### EXERCISE DESCRIPTION
Rewrite all the rows below, swapping every "one marker per instance" for "one point per instance" and leaving everything else unchanged.
====================
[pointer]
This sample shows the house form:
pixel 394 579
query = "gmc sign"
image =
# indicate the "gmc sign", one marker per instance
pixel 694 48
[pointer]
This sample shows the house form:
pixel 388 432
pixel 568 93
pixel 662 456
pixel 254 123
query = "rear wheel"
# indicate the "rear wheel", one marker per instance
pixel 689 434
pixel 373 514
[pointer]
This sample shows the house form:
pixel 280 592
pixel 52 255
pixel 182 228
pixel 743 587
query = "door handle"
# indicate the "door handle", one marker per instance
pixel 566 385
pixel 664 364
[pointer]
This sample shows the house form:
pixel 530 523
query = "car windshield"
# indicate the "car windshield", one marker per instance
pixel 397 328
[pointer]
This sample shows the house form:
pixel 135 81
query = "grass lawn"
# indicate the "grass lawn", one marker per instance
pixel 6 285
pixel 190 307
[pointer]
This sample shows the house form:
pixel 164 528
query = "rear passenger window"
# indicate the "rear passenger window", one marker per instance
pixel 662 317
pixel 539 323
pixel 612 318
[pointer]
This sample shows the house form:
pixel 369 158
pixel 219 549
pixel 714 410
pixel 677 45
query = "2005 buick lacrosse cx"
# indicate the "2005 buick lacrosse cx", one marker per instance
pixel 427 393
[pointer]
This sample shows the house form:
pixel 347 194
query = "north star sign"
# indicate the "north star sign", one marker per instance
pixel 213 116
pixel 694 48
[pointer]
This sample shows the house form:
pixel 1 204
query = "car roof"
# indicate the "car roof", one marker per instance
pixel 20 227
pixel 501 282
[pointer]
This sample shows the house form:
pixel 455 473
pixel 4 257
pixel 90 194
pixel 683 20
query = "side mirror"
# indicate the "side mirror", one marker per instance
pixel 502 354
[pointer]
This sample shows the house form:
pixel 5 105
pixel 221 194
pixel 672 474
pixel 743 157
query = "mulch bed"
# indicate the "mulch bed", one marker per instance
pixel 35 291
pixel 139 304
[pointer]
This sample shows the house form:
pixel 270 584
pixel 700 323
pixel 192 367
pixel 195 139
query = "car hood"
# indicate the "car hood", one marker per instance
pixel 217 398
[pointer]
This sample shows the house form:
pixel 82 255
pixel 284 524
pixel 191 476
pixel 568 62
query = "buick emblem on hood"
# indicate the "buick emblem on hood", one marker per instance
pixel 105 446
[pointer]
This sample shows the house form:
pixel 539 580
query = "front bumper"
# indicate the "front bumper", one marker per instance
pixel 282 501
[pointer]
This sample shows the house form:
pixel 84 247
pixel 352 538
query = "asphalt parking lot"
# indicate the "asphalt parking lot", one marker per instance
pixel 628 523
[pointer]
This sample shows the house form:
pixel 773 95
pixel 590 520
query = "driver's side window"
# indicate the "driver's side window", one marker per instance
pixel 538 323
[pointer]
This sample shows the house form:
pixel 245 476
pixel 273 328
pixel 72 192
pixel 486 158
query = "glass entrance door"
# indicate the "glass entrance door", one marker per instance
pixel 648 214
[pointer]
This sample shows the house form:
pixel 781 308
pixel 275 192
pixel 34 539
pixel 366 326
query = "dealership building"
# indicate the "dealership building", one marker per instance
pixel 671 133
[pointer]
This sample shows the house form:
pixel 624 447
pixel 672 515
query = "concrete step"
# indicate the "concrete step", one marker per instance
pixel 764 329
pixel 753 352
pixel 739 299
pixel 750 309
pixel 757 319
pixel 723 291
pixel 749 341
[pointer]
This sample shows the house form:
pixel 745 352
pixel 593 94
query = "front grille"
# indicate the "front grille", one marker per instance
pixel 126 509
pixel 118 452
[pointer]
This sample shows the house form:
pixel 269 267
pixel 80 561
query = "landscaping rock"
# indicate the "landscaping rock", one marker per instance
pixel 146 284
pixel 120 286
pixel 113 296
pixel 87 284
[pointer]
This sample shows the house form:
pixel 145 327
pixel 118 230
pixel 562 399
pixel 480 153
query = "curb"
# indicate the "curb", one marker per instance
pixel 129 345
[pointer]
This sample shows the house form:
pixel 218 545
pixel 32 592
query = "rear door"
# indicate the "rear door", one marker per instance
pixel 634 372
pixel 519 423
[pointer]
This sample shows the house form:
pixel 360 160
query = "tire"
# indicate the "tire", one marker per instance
====================
### TASK SOLUTION
[pointer]
This sample shows the house form:
pixel 394 579
query = "gmc sign"
image =
# indicate the "gmc sign", one point per instance
pixel 694 48
[pointer]
This sample shows the house form:
pixel 388 432
pixel 568 93
pixel 662 456
pixel 254 123
query = "rear wheel"
# indicate the "rear wheel", one point per instance
pixel 689 434
pixel 373 514
[pointer]
This sample shows the house form:
pixel 280 592
pixel 52 255
pixel 182 228
pixel 743 587
query = "door handle"
# indicate the "door handle", one point per instance
pixel 566 385
pixel 664 364
[pointer]
This sample shows the house form:
pixel 530 523
query = "car windshield"
# indicate the "car windshield", one point per instance
pixel 397 328
[pointer]
This sample shows the house form:
pixel 135 81
query = "grass lawn"
# indicate the "grass lawn", one point per instance
pixel 6 285
pixel 190 307
[pointer]
This sample shows the house form:
pixel 164 528
query = "rear passenger window"
# indicate the "rear passenger window", one point per instance
pixel 662 317
pixel 539 323
pixel 612 318
[pointer]
This sample shows the house form:
pixel 369 158
pixel 219 549
pixel 714 410
pixel 677 45
query = "2005 buick lacrosse cx"
# indicate the "2005 buick lacrosse cx", one point per instance
pixel 427 393
[pointer]
This sample shows the house form:
pixel 347 194
query = "north star sign"
# indicate the "north star sign", one point per instance
pixel 213 116
pixel 694 48
[pointer]
This sample shows the house form:
pixel 1 204
query = "car roof"
# indicate the "car roof", one point per instance
pixel 20 227
pixel 501 282
[pointer]
This sample shows the house form:
pixel 455 473
pixel 4 257
pixel 90 194
pixel 683 20
query = "side mirror"
# indicate the "side mirror", one point per instance
pixel 502 354
[pointer]
This sample shows the house form:
pixel 5 105
pixel 221 194
pixel 672 474
pixel 743 157
query = "mulch bed"
# indicate the "mulch bed", one point per instance
pixel 35 291
pixel 139 304
[pointer]
This sample shows the house form:
pixel 270 584
pixel 700 323
pixel 192 367
pixel 195 139
query = "car hood"
# indicate the "car hood", one point per instance
pixel 217 398
[pointer]
This sample shows the house form:
pixel 82 255
pixel 284 524
pixel 191 476
pixel 568 62
query = "buick emblem on hood"
# indicate the "buick emblem on hood", one point per instance
pixel 105 446
[pointer]
This sample shows the house form:
pixel 539 580
query = "front bumper"
# indicate the "front bumper", one point per instance
pixel 282 501
[pointer]
This sample shows the house form:
pixel 84 247
pixel 352 538
query = "asphalt parking lot"
# indicate the "asphalt parking lot", one point per instance
pixel 628 523
[pointer]
This sample shows the house form:
pixel 773 95
pixel 590 520
query = "driver's side window"
# indicate the "driver's side window", one point per instance
pixel 538 323
[pointer]
This sample shows the house form:
pixel 245 476
pixel 273 328
pixel 72 192
pixel 486 158
query = "glass entrance door"
# indicate the "glass entrance door", one point per instance
pixel 648 214
[pointer]
This sample shows the house form:
pixel 781 308
pixel 275 192
pixel 34 539
pixel 366 326
query = "dealership building"
# indicate the "dealership building", one point per instance
pixel 671 133
[pointer]
This sample shows the house form:
pixel 624 447
pixel 672 515
query = "concrete step"
# indicate the "concrete step", one point per instance
pixel 764 329
pixel 753 352
pixel 739 299
pixel 750 309
pixel 757 319
pixel 723 291
pixel 749 341
[pointer]
This sample shows the house form:
pixel 745 352
pixel 593 94
query = "front grille"
# indicate the "front grille", one point per instance
pixel 126 509
pixel 118 452
[pointer]
This sample shows the house form:
pixel 269 267
pixel 80 561
query = "landscaping rock"
# indicate the "landscaping rock", one point per instance
pixel 146 284
pixel 120 286
pixel 113 296
pixel 87 284
[pointer]
This sample shows the house form:
pixel 145 327
pixel 118 230
pixel 562 399
pixel 480 153
query = "curb"
# indicate the "curb", one point per instance
pixel 129 345
[pointer]
This sample shows the house form:
pixel 218 545
pixel 32 592
query = "rear door"
# indicate the "rear door", one point per instance
pixel 634 372
pixel 519 423
[pointer]
This sample shows the house form:
pixel 360 160
query = "tire"
# indicate the "tire", one point per instance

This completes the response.